Render the entries below as a two-column CSV with the header columns "instruction" and "keypoints," giving one row per entry. Put each entry's instruction text and its full set of coordinates into single quoted fields, with line breaks replaced by spaces.

## BEGIN Raw records

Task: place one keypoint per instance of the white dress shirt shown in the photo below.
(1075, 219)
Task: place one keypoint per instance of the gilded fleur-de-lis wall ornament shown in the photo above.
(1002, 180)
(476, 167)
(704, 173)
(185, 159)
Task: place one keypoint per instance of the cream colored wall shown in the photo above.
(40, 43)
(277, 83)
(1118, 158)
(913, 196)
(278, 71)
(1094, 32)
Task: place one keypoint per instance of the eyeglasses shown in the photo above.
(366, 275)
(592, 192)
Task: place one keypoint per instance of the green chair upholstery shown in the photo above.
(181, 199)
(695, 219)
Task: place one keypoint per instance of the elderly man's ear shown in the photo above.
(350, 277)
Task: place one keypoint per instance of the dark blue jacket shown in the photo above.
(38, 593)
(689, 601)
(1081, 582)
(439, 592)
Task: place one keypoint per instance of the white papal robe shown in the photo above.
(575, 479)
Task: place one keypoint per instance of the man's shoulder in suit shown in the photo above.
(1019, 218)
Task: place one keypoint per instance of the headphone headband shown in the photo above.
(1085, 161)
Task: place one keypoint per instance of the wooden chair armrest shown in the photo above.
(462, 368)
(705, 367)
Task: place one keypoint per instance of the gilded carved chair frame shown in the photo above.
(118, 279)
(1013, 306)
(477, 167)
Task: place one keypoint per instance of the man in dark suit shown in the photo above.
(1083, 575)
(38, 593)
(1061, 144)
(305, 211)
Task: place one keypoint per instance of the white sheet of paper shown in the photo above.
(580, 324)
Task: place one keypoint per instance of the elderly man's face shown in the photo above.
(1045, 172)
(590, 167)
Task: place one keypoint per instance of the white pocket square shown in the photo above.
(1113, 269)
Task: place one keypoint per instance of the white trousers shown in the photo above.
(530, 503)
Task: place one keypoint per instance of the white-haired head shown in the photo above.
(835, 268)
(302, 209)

## END Raw records

▸ **Written solution**:
instruction,keypoints
"Task: place one keypoint per instance of the white dress shirt shown in the photo below.","(1075, 219)"
"Task: place one keypoint per instance of the gilded fleur-de-lis wall ornament shown in the photo above.","(1002, 180) (476, 167) (704, 173) (185, 159)"
"Task: place one keypoint per instance of the cream colored wall shown in the photo above.","(40, 43) (277, 83) (1118, 158) (913, 196) (278, 71) (1094, 32)"
"Task: place one keypoint per instance of the eyeglasses shown in the photo above.","(366, 275) (592, 192)"
"Task: place one keypoint per instance of the green chair upholstery shown in the photo above.","(181, 199) (695, 219)"
"Task: place one keypoint per instance of the elderly man's ear shown in the photo above.","(350, 277)"
"Task: place one keypoint per instance of the dark blue jacket shown in the photo above.","(38, 593) (689, 601) (1081, 582) (439, 592)"
"Task: place one keypoint per instance of the white papal robe shown in the photo above.","(575, 479)"
"Task: place one keypoint per instance of the man's shoulder in suit shown in the photo above.","(1019, 218)"
"Task: place one keypoint per instance of the headphone headband shown in the photo above.","(1085, 161)"
"Task: place one keypoint per instance of the wooden chair armrest shown in the photo above.","(462, 368) (705, 367)"
"Task: place one keypoint per instance of the gilded carved chair frame shown in the photo above.","(118, 279) (1013, 306) (477, 167)"
"Task: place one keypoint per instance of the man in dark suit shown in the photo above.","(1083, 575) (38, 593) (1061, 144) (305, 211)"
"Task: place one keypoint per instance of the white sheet of paper shown in the photo above.","(580, 324)"
"Task: place one keypoint per instance of the elderly man's face shown in the photo above.","(1045, 172) (590, 167)"
"Task: place one keypoint per instance of the white pocket square shown in the photo above.","(1113, 269)"
"Task: place one keypoint per instance of the white trousers shown in the photo above.","(530, 503)"
"Task: place one keypoint per instance of the white-haired head shown in the photo above.","(835, 268) (302, 209)"